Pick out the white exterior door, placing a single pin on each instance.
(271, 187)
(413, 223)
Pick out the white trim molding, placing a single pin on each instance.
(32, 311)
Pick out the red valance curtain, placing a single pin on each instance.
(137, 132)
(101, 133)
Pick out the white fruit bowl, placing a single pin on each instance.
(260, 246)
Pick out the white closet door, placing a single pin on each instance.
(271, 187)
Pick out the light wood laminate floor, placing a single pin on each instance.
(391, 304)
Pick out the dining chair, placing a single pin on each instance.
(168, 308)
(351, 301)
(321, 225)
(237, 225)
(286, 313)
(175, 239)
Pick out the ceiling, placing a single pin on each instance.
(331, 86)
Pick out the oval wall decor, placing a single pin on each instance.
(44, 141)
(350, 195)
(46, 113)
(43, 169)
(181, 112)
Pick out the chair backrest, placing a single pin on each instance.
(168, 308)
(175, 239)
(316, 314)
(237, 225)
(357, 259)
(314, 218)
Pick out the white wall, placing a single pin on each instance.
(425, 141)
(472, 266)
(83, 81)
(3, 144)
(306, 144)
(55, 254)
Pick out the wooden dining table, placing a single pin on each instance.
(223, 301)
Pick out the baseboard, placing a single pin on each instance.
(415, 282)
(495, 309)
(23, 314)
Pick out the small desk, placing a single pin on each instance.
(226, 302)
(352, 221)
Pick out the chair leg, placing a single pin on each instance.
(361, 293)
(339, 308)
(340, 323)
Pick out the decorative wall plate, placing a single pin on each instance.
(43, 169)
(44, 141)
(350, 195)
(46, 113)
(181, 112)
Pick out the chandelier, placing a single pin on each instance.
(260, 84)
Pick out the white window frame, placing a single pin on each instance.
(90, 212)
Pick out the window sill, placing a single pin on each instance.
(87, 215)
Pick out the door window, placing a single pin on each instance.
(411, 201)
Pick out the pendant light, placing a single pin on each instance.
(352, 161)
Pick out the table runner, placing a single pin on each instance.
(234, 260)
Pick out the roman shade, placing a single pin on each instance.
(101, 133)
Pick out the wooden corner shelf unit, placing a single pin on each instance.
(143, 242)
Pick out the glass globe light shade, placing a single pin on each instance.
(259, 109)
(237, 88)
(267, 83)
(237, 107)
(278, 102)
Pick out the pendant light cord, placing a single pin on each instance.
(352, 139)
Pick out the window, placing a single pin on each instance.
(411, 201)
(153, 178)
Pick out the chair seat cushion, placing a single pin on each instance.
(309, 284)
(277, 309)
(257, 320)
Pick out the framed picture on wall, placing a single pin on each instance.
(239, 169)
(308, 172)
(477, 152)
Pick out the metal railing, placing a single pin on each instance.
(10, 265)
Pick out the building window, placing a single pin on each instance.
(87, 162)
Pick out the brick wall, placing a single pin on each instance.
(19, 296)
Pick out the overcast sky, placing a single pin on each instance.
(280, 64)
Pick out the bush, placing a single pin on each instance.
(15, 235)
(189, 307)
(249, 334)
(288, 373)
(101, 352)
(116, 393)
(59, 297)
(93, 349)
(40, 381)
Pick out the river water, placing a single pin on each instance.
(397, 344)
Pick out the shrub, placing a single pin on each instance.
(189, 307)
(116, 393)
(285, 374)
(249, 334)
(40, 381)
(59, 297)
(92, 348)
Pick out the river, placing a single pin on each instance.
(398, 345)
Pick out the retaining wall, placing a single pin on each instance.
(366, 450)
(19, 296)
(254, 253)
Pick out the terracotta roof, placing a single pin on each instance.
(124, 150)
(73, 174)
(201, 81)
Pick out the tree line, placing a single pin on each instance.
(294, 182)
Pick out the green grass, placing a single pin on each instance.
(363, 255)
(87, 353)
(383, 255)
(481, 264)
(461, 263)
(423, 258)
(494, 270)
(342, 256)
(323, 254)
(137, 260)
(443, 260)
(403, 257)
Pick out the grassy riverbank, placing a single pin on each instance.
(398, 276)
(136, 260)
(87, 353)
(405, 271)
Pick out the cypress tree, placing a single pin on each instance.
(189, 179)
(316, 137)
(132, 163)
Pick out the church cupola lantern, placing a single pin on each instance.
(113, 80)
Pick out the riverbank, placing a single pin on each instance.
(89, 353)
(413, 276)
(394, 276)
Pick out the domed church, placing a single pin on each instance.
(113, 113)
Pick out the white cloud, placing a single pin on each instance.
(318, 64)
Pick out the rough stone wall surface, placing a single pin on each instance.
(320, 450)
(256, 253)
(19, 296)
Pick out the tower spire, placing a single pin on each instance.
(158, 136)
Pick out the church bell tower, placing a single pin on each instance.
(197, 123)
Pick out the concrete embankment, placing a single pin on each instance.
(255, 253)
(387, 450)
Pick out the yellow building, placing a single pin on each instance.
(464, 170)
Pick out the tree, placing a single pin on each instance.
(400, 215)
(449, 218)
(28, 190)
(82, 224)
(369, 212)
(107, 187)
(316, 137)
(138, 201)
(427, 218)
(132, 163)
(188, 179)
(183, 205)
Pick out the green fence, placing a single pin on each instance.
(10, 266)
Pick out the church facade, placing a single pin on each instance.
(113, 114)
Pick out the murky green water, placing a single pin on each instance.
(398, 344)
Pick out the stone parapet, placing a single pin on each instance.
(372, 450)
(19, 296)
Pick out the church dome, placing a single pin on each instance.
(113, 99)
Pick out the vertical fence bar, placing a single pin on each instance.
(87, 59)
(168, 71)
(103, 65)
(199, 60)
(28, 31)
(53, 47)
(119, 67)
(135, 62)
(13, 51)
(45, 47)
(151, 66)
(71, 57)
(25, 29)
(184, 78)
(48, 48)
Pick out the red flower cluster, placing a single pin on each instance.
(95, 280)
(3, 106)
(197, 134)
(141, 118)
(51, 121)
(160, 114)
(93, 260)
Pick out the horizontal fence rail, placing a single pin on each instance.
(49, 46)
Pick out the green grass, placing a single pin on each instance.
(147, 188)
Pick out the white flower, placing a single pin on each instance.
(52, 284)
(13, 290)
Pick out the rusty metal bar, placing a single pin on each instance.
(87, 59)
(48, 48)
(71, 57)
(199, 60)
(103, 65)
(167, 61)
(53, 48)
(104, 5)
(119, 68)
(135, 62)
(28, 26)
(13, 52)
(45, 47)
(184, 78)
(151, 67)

::::::::::

Assignment -
Retype the data exactly.

Solution for this exercise -
Pick out the white exterior door, placing a single pin on each instance.
(271, 187)
(413, 223)
Pick out the white trim molding, placing a single pin on each instance.
(32, 311)
Pick out the red valance curtain, placing a single pin on each instance.
(137, 132)
(101, 133)
Pick out the white fruit bowl, placing a single pin on each instance.
(260, 246)
Pick out the white closet door, placing a single pin on each instance.
(271, 187)
Pick out the light wood laminate floor, placing a single pin on each instance.
(391, 304)
Pick out the dining chair, placing a single pin on each instance.
(168, 308)
(351, 301)
(321, 225)
(237, 225)
(286, 313)
(175, 239)
Pick out the ceiling, placing a single pin on each instance.
(331, 86)
Pick out the oval wall decor, placing a single pin on each instance.
(44, 141)
(350, 195)
(46, 113)
(43, 169)
(181, 112)
Pick out the chair backrest, placing a single pin on each instance.
(168, 308)
(175, 239)
(316, 314)
(237, 225)
(357, 259)
(314, 218)
Pick out the white wall, placing a single pin on each instance.
(425, 141)
(472, 266)
(83, 81)
(3, 144)
(306, 144)
(55, 254)
Pick out the wooden dining table, placing a single pin on each instance.
(223, 301)
Pick out the baseboard, placing a single pin on each instance.
(415, 282)
(495, 309)
(23, 314)
Pick out the small desk, placing a single pin on each instance.
(226, 302)
(352, 221)
Pick out the chair leg, placing a single pin on each instance.
(361, 293)
(339, 308)
(340, 323)
Pick out the decorative wall plate, placing a single pin on each instance.
(43, 169)
(44, 141)
(350, 195)
(46, 113)
(181, 112)
Pick out the chandelier, placing a single pin on each instance.
(260, 84)
Pick out the white window frame, placing a single pin on each instance.
(90, 212)
Pick out the window sill, placing a single pin on each instance.
(87, 215)
Pick out the door window, placing a single pin on each instance.
(411, 201)
Pick out the pendant light, placing a single pin on each instance.
(352, 161)
Pick out the table runner, placing a single pin on each instance.
(234, 260)
Pick out the roman shade, placing a single pin on each instance.
(101, 133)
Pick out the wooden corner shelf unit, placing a single pin on each instance.
(143, 242)
Pick out the glass globe light shade, placing a single pin on each instance.
(259, 109)
(237, 88)
(267, 83)
(237, 107)
(278, 102)
Pick out the pendant light cord, placing a single pin on each instance.
(352, 139)
Pick out the window, placing a single pin on each instance.
(411, 201)
(153, 178)
Pick out the chair seat cushion, placing a single pin on each instance.
(309, 284)
(277, 309)
(257, 320)
Pick out the framed picture on wall, placing a single pin on each instance.
(239, 169)
(308, 172)
(477, 152)
Pick out the metal railing, placing a single pin on each instance.
(10, 265)
Pick out the building window, placing a single pin on each instance.
(87, 162)
Pick out the brick wall, placing a single pin on each instance.
(19, 296)
Pick out the overcast sky, placing a single pin on each instance.
(280, 64)
Pick out the bush, placing a single pin on each instance.
(15, 235)
(189, 307)
(249, 334)
(288, 373)
(101, 352)
(116, 393)
(59, 297)
(93, 349)
(40, 381)
Pick out the river water, placing a single pin on each instance.
(397, 344)
Pick out the shrub, placing a single pin on each instance.
(189, 307)
(116, 393)
(285, 374)
(249, 334)
(40, 381)
(59, 297)
(92, 348)
Pick out the river, placing a single pin on each instance.
(398, 345)
Pick out the retaining wall, placing a single pin on each instance.
(366, 450)
(19, 296)
(254, 253)
Pick out the terracotta roof, placing a single pin on each instance.
(124, 150)
(73, 174)
(201, 81)
Pick out the tree line, placing a single pin on each instance.
(294, 182)
Pick out the green grass, placing a single pin on each instance.
(363, 255)
(87, 353)
(383, 255)
(481, 264)
(461, 263)
(423, 258)
(494, 270)
(342, 256)
(323, 254)
(137, 260)
(443, 260)
(403, 257)
Pick out the grassy riverbank, placing a single pin on each instance.
(398, 276)
(136, 260)
(87, 353)
(405, 271)
Pick out the cypress tree, placing a single pin on each instance.
(189, 179)
(316, 137)
(132, 163)
Pick out the church cupola lantern, placing a single pin on each instance.
(113, 80)
Pick out the riverbank, placing a single pin on each instance.
(89, 353)
(413, 276)
(394, 276)
Pick out the domed church, placing a single pin on each instance.
(113, 113)
Pick out the white cloud, placing a single pin on each instance.
(318, 64)
Pick out the rough stone wall surface, placing a single pin on each instance.
(320, 450)
(256, 253)
(19, 296)
Pick out the tower spire, placing a single pin on each instance.
(158, 136)
Pick out the church bell tower, placing a single pin on each instance.
(197, 123)
Pick out the concrete embankment, placing a single pin on each instance.
(255, 253)
(387, 450)
Pick out the yellow building, placing a single pin on each instance.
(464, 170)
Pick out the tree, placing a single pin on each instance.
(400, 215)
(449, 218)
(28, 190)
(82, 224)
(369, 212)
(107, 187)
(316, 137)
(138, 201)
(427, 218)
(132, 163)
(188, 179)
(183, 205)
Pick out the green fence, placing a single pin on each instance.
(10, 266)
Pick out the church facade, placing a single pin on each instance.
(113, 114)
Pick out the murky green water, placing a single pin on each instance.
(398, 344)
Pick out the stone parapet, placing a single pin on each instance.
(372, 450)
(19, 296)
Pick out the church dome, placing a single pin on each instance.
(113, 99)
Pick out the vertical fence bar, placing a single pin on each instance.
(87, 59)
(168, 71)
(103, 65)
(199, 60)
(28, 31)
(53, 47)
(119, 67)
(135, 62)
(13, 51)
(45, 47)
(151, 66)
(71, 57)
(25, 29)
(184, 78)
(48, 48)
Pick out the red flower cluster, placing a single pin on each instance.
(95, 280)
(3, 106)
(197, 134)
(141, 118)
(51, 121)
(160, 114)
(93, 260)
Pick out the horizontal fence rail, placing a single pin on each instance.
(49, 46)
Pick out the green grass, placing a single pin on each instance.
(147, 188)
Pick out the white flower, placing a single pin on each instance.
(52, 284)
(13, 290)
Pick out the rusty metal bar, placing a single pin on each instance.
(87, 59)
(48, 48)
(71, 57)
(199, 60)
(103, 65)
(167, 61)
(53, 48)
(104, 5)
(119, 68)
(135, 62)
(28, 26)
(13, 52)
(45, 47)
(184, 78)
(151, 67)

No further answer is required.